Exercise task:
Could you write out all of these rows again, requests included, and shift each bounding-box coordinate in the answers by adding 34 to it? Leave the pictures out of your answer.
* * * *
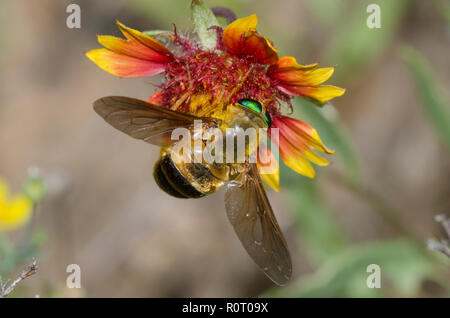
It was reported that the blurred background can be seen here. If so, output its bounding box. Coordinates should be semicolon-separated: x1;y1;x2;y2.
0;0;450;297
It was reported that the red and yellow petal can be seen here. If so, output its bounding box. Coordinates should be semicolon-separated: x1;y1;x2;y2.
267;56;345;103
257;145;280;192
86;22;174;78
272;116;334;178
223;14;278;65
* * * *
Solution:
It was reported that the blurred background can be seen here. If so, output its bounding box. Coordinates should be semicolon-separated: x1;y1;x2;y2.
34;34;484;331
It was reported that the red and yellow petal can be seen here. If so, output its bounding box. Coordinates should be semicolon-separated: x1;y1;x2;y2.
301;90;379;137
291;179;314;226
120;56;208;112
306;150;368;212
257;48;312;99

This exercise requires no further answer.